Raw records:
## begin

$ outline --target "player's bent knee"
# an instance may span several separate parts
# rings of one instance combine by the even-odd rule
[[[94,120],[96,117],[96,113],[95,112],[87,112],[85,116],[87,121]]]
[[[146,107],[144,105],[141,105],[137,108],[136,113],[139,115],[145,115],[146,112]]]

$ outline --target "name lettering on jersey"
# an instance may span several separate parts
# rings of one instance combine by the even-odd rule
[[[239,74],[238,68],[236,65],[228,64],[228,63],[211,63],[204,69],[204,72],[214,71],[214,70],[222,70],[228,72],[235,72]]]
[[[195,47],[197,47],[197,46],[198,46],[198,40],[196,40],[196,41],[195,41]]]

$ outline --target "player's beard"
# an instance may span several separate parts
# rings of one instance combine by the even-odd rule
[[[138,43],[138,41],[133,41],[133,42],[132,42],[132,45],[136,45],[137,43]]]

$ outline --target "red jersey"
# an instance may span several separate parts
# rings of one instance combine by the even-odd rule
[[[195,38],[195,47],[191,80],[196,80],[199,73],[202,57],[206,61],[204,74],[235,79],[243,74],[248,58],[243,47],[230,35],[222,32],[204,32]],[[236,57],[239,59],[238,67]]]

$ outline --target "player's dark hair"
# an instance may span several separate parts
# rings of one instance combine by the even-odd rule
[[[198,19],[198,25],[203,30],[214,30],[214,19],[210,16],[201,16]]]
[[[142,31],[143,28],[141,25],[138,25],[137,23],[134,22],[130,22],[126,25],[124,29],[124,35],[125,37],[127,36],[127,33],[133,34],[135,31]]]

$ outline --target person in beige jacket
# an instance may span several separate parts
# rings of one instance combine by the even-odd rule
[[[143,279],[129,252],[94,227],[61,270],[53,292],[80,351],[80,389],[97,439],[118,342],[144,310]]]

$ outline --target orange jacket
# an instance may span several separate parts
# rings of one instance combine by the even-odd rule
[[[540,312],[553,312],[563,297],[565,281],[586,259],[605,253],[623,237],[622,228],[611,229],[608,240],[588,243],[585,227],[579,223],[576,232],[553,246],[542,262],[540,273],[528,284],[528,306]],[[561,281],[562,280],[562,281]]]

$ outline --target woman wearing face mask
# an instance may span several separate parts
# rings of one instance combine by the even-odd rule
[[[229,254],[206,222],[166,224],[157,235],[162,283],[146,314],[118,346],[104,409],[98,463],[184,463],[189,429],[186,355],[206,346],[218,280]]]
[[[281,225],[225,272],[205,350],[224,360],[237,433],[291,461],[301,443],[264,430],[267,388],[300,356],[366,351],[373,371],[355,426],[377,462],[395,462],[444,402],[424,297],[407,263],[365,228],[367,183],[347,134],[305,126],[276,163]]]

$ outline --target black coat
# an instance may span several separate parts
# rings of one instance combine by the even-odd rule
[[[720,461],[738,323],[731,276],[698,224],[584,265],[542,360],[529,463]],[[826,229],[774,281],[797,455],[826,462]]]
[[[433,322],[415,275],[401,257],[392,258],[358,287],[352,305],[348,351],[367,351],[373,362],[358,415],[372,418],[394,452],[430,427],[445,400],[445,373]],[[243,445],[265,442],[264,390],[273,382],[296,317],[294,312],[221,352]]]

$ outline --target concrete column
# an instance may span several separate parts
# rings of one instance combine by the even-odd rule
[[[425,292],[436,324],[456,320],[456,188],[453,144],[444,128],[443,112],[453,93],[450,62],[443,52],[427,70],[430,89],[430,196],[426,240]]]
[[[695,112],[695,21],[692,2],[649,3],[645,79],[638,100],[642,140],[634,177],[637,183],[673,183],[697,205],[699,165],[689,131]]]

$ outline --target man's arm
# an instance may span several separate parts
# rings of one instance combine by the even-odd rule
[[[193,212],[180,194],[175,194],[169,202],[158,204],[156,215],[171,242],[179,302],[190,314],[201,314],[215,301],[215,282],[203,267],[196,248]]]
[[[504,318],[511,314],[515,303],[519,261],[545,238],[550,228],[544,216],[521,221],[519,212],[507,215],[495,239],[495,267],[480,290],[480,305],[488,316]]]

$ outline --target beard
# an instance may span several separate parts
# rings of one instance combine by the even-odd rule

## end

Work to complete: Write the lines out verbatim, from the one with "wearing face mask" through the last line of the entries, and stop there.

Task answer:
$ outline --target woman wearing face mask
# an instance may span several separate parts
# rings of one instance combine by the even-odd rule
[[[229,254],[206,222],[166,224],[157,235],[162,283],[146,314],[118,346],[104,409],[98,463],[184,463],[189,429],[186,355],[206,346],[218,280]]]
[[[281,225],[225,272],[205,350],[224,360],[237,433],[291,461],[301,443],[264,430],[267,388],[300,356],[366,351],[373,371],[355,426],[377,462],[395,462],[444,402],[424,297],[407,263],[365,228],[367,183],[347,134],[305,126],[276,163]]]

$ outline --target black coat
# an instance may span several separate parts
# rings of one instance combine by the even-odd rule
[[[720,461],[738,323],[731,276],[698,224],[584,265],[542,360],[529,463]],[[826,229],[774,281],[797,455],[826,462]]]
[[[433,322],[415,275],[401,257],[392,258],[358,287],[352,305],[348,351],[367,351],[373,362],[358,415],[372,418],[394,452],[430,427],[445,400],[445,373]],[[243,445],[265,442],[264,390],[273,382],[296,317],[294,312],[221,352]]]

$ outline --target concrete column
# an instance may span several separate parts
# rings of one instance combine by the even-odd rule
[[[425,292],[436,324],[456,320],[456,188],[453,144],[444,128],[443,112],[453,93],[450,62],[443,52],[427,70],[430,89],[430,196],[426,240]]]
[[[695,112],[695,21],[692,2],[649,3],[645,79],[638,100],[642,140],[634,177],[637,183],[673,183],[697,205],[699,165],[689,131]]]

$ outline --target man's arm
# an instance may span several separate parts
# rings of one instance combine by the even-odd rule
[[[193,212],[180,194],[175,194],[169,202],[158,204],[156,215],[171,242],[179,302],[190,314],[201,314],[215,301],[215,282],[203,267],[196,248]]]
[[[504,318],[511,314],[515,303],[519,261],[545,238],[550,228],[544,216],[521,221],[519,212],[507,215],[495,239],[495,267],[480,290],[480,305],[488,316]]]

$ outline --target beard
# an instance may span several separate parts
# rings of one instance combine by the even-odd rule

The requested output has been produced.